— Start Excerpted text —
An armoured car and a briefcase handcuffed to your wrist is one way of moving large amounts of cash around.

And while it isn’t practical outside of the movies, it does identify one real need. Secure ways of moving large amounts of money are surprisingly few and far between.

A key stroke in error, a skilled hacker or an audacious theft can take all your savings too easily.

In 2016 a friend of Peter Janes’ responded to an email from a potential buyer of his classic car, but the individual was a fraudster. Posing as a legitimate buyer, the thief forcefully stole the car when they met to exchange.

The theft highlighted how vulnerable we all are online. In response, Janes was inspired to found Shieldpay, the Real Innovation Award winner, which was voted the People’s Choice in the ‘If At First You Don’t Succeed’ award category.

He discovered that annually US $11billion (£9.3billion) of online peer-to-peer payments are fraudulent. Yet despite the proliferation digital first payment companies, like Paypal, Janes was surprised to find that no one developed a successful solution for large amounts like cars and house purchases.

The detail of why, turned out to be the devil Janes had to overcome to create Shieldpay.

Serial entrepreneur, Janes wondered if a start-up really could challenge in the world of payments technology with multi-million dollar incumbents? 

“Before I threw my life into a project… I wanted to know why this payment system didn’t exist already”

“Before I threw my life into this project, I wanted to know why this payment system didn’t exist already,” he says. “And I wanted to know why the likes of Worldpay and PayPal couldn't do it.”

Regulatory barrier

Janes discovered that PayPal don't ever touch the funds, they just act as a transfer messaging system between the consumer and the vendor, but when you are handling larger sums between unknown parties the system needs to act as a trustee, and hold the funds, which means the regulatory requirements are significant.

PayPal and its competitors are regulated with an e-money transmitter licence. This means that Shieldpay would need a payment institution license, which took 17 months to acquire. On the upside, the regulatory moat around Shieldpay today is significant.

“PayPal has been regulated a certain way for 15 years, so for them to create an escrow service, they'd have to re-regulate the whole of the company in order to do that,” comments Janes. “And obviously, when you're a multi-billion-dollar company, the risk of getting re-regulated and changing everything about how you operate is a pretty onerous task.

“It was interesting to see that process and go through that regulatory rigour. We're in a good place now because even if they wanted to, would consumers be prepared to buy a house using PayPal?

“We're really fortunate that we kind of found a very large niche within a very large payment ecosystem.”
— End Excerpted text —
— Start Supplied information —
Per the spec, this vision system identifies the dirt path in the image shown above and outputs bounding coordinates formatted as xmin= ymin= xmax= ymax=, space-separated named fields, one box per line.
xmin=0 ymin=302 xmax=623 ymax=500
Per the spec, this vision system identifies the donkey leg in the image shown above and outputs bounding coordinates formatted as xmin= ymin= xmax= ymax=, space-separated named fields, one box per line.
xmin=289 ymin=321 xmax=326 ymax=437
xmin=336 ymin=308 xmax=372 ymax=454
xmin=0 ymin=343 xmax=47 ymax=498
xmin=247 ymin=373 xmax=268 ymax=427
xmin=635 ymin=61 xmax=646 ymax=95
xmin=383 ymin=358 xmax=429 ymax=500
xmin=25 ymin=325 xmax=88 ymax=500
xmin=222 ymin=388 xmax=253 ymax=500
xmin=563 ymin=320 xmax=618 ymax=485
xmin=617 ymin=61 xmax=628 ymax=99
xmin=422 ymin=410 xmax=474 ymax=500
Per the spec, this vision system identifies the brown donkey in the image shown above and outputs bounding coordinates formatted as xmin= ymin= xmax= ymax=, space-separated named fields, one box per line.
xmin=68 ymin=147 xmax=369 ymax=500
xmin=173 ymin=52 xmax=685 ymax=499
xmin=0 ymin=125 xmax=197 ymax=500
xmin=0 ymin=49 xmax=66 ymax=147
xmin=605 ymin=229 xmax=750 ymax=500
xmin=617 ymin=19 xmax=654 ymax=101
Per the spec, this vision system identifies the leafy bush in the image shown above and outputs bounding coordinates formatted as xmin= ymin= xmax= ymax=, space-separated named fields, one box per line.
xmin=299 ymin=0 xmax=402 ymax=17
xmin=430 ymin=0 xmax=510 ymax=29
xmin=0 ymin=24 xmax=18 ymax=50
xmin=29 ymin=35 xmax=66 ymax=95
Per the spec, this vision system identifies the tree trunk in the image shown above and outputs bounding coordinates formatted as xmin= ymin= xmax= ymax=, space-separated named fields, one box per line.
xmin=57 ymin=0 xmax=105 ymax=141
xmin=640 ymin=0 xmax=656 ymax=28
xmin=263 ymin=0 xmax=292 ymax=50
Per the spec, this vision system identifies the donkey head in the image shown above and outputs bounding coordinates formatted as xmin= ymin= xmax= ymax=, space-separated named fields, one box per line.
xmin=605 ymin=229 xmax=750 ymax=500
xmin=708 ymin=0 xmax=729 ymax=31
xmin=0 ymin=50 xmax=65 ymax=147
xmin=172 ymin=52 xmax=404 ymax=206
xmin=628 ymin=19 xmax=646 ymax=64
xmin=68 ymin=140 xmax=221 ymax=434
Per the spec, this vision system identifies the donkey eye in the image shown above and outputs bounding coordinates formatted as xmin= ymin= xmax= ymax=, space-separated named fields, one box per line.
— End Supplied information —
* Request *
Can you write out the passage of the Shieldpay article between "An armoured car" and "and far between.", inclusive, word for word?

* Result of this exercise *
An armoured car and a briefcase handcuffed to your wrist is one way of moving large amounts of cash around.

And while it isn’t practical outside of the movies, it does identify one real need. Secure ways of moving large amounts of money are surprisingly few and far between.